What this exercise asks:
- 1) According to the Noble Roman's announcement, why should the public valuation of NROM follow? Answer in one to three sentences.
- 2) Output the Noble Roman's announcement word for word, between "NOBLE ROMAN’S ANNOUNCES" and "south of Indianapolis.", inclusive.
- 3) Go on with the Noble Roman's announcement from its last sentence.

Quoted passage:
● ● ●

NOBLE ROMAN’S ANNOUNCES NINTH COMPANY OPERATED “CRAFT PIZZA AND PUB” LOCATION
Noble Roman’s (NROM) announced today a lease signing for their ninth company operated Noble Roman’s Craft Pizza and Pub location, to open in Franklin, Indiana, just south of Indianapolis.
While NROM is relatively small, among publicly held restaurant chains, this forty year old brand has been re-invented over the last five years, in particular with the creation of its flagship Noble Roman’s Craft Pizza and Pub (NRCPP). Our previous write-ups, describing the Company, its history and its prospects, can be accessed using the SEARCH function on our Home Page. As we have previously suggested, the public valuation of NROM should follow, as the Company produces steady fundamental progress
Recall that Noble Roman’s (NROM), with the first NRCPP location, in Westfield, IN now over four years old, opened three highly successful units during 2020, bringing the current total to seven. The Franklin unit will be the second of three expected during the balance of 2021. There are three franchised locations also operating, so NROM will enter 2022 with thirteen units in their expanding NRCPP system, all within a ninety minute drive from Indianapolis.

● ● ●

Material provided:
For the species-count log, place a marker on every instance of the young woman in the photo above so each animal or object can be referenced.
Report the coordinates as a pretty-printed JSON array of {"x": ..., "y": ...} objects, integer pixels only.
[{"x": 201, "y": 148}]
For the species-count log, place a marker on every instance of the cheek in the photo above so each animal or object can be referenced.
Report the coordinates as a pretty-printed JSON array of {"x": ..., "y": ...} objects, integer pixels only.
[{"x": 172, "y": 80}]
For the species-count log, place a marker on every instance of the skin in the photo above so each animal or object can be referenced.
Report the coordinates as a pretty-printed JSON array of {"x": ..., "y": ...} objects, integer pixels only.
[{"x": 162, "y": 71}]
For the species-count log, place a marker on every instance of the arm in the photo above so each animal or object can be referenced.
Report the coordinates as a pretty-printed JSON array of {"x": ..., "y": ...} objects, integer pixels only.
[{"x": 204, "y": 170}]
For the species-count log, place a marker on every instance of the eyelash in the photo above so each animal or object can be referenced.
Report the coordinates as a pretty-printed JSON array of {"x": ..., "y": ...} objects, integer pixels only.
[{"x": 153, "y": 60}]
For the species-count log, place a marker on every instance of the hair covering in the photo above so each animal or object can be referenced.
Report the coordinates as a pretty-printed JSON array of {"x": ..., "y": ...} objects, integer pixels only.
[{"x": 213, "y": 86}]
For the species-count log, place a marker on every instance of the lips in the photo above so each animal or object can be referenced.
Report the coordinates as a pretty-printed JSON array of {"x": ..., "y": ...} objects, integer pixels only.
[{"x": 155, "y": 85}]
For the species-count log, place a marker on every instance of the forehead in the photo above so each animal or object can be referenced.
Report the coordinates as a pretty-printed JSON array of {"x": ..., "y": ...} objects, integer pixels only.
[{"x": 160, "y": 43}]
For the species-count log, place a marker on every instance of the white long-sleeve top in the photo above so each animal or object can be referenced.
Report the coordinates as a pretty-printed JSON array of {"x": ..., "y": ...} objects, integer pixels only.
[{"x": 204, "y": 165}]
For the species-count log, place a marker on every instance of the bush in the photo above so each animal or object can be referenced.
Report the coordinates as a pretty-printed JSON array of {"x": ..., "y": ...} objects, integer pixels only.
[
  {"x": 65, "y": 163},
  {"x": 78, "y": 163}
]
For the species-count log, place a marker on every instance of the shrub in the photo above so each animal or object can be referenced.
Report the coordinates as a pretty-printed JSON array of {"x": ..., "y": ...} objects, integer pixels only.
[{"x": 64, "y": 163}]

● ● ●

Exercise responses:
- 1) The public valuation of NROM should follow because the Company produces steady fundamental progress.

- 2)
NOBLE ROMAN’S ANNOUNCES NINTH COMPANY OPERATED “CRAFT PIZZA AND PUB” LOCATION
Noble Roman’s (NROM) announced today a lease signing for their ninth company operated Noble Roman’s Craft Pizza and Pub location, to open in Franklin, Indiana, just south of Indianapolis.

- 3)
The latest location will be about 3,600 square feet, representing the somewhat smaller (10-20%) version of the first NRCPPs, and this size location (costing about $750k) and including their innovative curbside “pizza valet” carry-out service, has shown a capability of generating annualized volumes over $1.5M with a store level EBITDA margin at 20% or more. It is worth noting that the Pizza Valet service, introduced over a year before Covid-19, served the Company well during 2020 and should alleviate the traffic risk from any sort of resurgence concern.
The recovery from the pandemic affected 2020, including their 650 franchised non-traditional locations, and new unit growth of the NRCPP system should allow for expanding cash flow and earnings. The stock has moved up materially (from about $0.50 to $0.80-0.90) but the Enterprise Value, still under $30M, continues to be modest relative to the prospective earnings and cash flow.